There is, of course, the possibility that the Prime Minister will initially sling some money their way, a sweetener to show that this government truly does care, but, alas, as the DUP discovered earlier this year, once their purpose has been served, they will be tossed aside and natural order restored.

Had the election somehow gone the other way, there would have been anger too; loud, vociferous confrontation. “Brexit” not being “done” overnight (N.B. it can’t be) would mean those solely fixated on that issue may have had to keep up their faux concern regarding the wider political state of this country for a whole 6 months more, but once the dust had settled, ultimately, for them the sun would still rise. The day to day lives of the most comfortable and well off wouldn’t have been drastically affected then, just as they won’t be now, only in this instance the vulnerable would’ve been offered some of the desperate support they need.

The high earners might have moaned, they may have cursed the “communists” in power for taking an extra few quid off them each month – Spotify might be worth paying £10 a month for but having to stick an extra tenner into HMRC’s coffers each month to help salvage our NHS would simply be one step too far – although they themselves, of course, would have also reaped the rewards of a reinvigorated health service and free higher education for their children.

However, it is those from the working classes who switched allegiances so dramatically, particularly in the fallen Labour heartlands, those whose day-to-day lives are heavily affected depending on which government is in power, whose concerns needed to be better understood and addressed. Criticism is often rightly placed at the door of the younger generations, and “champagne socialists”, for talking down to and patronising the working classes during debates about their own communities, but, following nine years of devastating austerity, it is fair to question just how such Labour strongholds could turn so drastically towards the party of damaging elitism. Was it really all just about leaving the European Union?

There is little use though in simply looking back and daydreaming about what might have been, a large focus must now be placed on what happens next, and what can be done better. The upcoming political fallout is going to be tough. Fingers of blame have already been pointed, in fact shoved, towards the “cultist” supporters of the socialist Labour movement, with the usual accusations of being “naive”, “unrealistic” and “extreme” flung around.

For four years the right-wing media machine has told us all that Jeremy Corbyn was dangerous and unelectable, but whilst the impartiality of the national mainstream media may be disgraceful, it is sadly unsurprising. What has been more alarming however, throughout Corbyn’s leadership, has been Labour’s liberal faction’s incessant, and very public, attacks on Corbyn at every possible opportunity along the way. His leadership has been belittled and undermined, his ideology labelled impossible, his belief in an equal society ridiculed.

Material:
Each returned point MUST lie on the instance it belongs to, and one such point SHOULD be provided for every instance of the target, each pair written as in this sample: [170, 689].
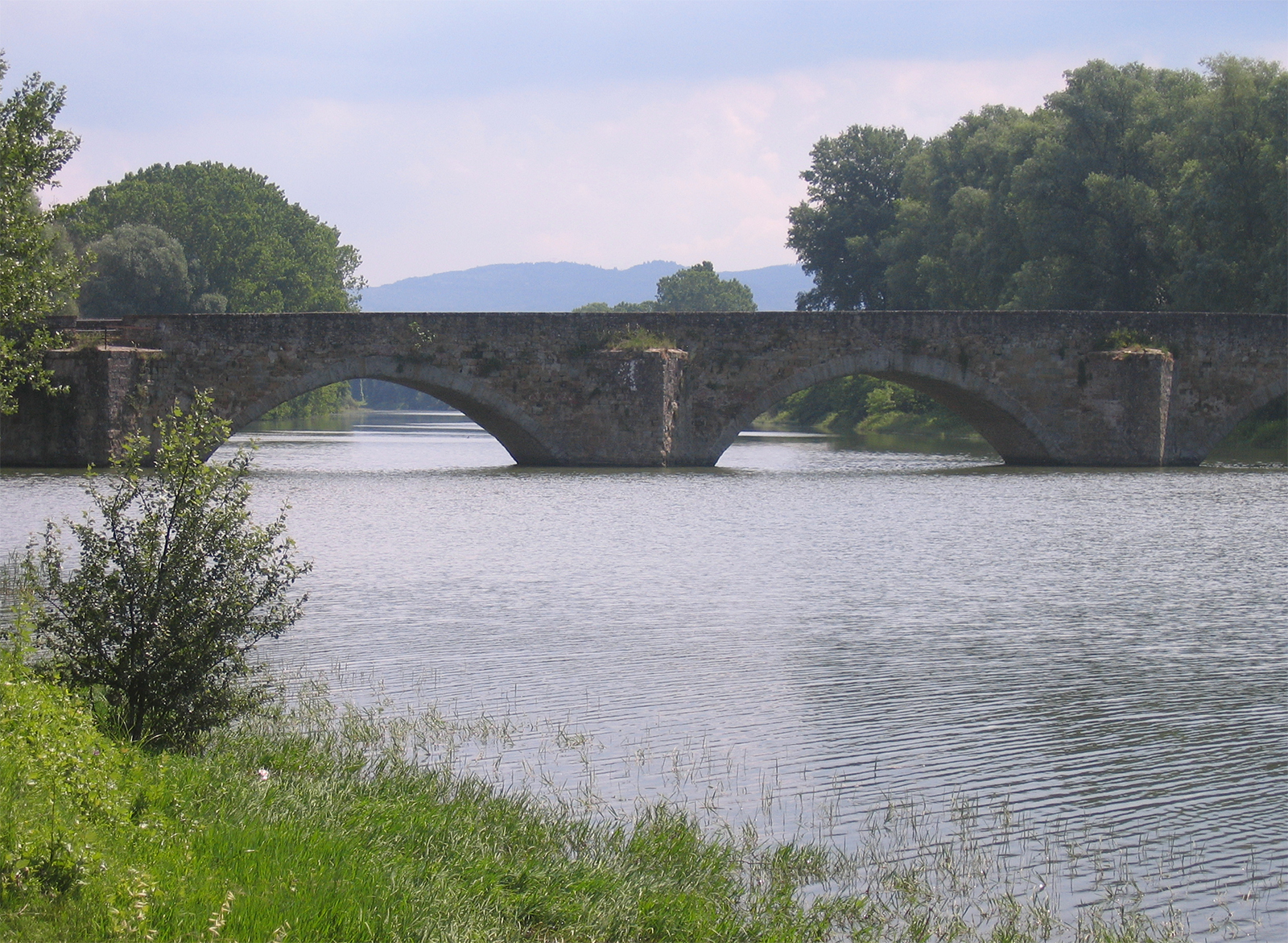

Stated task: Can you duplicate the election commentary word for word, starting at the words "For four years" and stopping after "equal society ridiculed."? Rely only on the election commentary, not on the material.

Answer to the problem:
For four years the right-wing media machine has told us all that Jeremy Corbyn was dangerous and unelectable, but whilst the impartiality of the national mainstream media may be disgraceful, it is sadly unsurprising. What has been more alarming however, throughout Corbyn’s leadership, has been Labour’s liberal faction’s incessant, and very public, attacks on Corbyn at every possible opportunity along the way. His leadership has been belittled and undermined, his ideology labelled impossible, his belief in an equal society ridiculed.